_Data supplied:_
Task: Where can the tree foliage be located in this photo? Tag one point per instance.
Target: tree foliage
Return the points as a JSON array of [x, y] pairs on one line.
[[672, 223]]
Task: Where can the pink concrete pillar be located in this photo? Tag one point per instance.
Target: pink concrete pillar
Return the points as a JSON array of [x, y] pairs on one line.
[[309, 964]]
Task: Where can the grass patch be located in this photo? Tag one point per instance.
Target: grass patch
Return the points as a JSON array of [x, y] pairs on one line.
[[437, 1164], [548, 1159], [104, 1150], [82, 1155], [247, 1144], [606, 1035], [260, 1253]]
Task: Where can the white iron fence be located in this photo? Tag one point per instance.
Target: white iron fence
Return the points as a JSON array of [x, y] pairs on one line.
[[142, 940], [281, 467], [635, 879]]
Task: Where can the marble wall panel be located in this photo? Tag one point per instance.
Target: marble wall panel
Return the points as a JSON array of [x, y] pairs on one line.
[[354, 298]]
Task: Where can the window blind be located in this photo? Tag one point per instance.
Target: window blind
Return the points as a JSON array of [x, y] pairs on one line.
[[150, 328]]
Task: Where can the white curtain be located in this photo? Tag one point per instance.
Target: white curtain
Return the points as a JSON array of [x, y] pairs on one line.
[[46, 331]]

==

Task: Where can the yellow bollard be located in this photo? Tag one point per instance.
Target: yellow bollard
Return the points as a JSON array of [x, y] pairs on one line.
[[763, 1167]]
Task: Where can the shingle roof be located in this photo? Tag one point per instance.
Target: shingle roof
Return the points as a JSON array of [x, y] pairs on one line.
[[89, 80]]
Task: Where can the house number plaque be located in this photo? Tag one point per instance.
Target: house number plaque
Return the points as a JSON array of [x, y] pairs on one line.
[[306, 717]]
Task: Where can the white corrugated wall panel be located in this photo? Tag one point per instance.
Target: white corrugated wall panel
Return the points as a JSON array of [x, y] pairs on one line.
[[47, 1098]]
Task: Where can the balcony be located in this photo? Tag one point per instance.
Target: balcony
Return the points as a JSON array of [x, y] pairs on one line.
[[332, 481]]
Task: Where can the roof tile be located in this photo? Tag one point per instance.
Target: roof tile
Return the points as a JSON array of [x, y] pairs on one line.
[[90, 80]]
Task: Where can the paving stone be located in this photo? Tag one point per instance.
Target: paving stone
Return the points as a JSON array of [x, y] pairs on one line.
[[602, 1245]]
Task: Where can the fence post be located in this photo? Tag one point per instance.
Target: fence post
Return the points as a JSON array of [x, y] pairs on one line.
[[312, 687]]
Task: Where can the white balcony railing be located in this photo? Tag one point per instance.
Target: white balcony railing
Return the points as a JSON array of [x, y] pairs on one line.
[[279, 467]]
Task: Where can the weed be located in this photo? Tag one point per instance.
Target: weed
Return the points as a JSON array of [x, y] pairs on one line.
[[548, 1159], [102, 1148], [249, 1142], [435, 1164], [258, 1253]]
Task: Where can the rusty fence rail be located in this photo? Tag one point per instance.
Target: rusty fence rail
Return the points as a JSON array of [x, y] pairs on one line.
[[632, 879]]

_Exercise:_
Pull out every line of the rows above that contains the string "iron", matching case exactly.

_The output:_
Task: Where can the white iron fence be located in this photo? Tag one point per instance.
Target: white iron fence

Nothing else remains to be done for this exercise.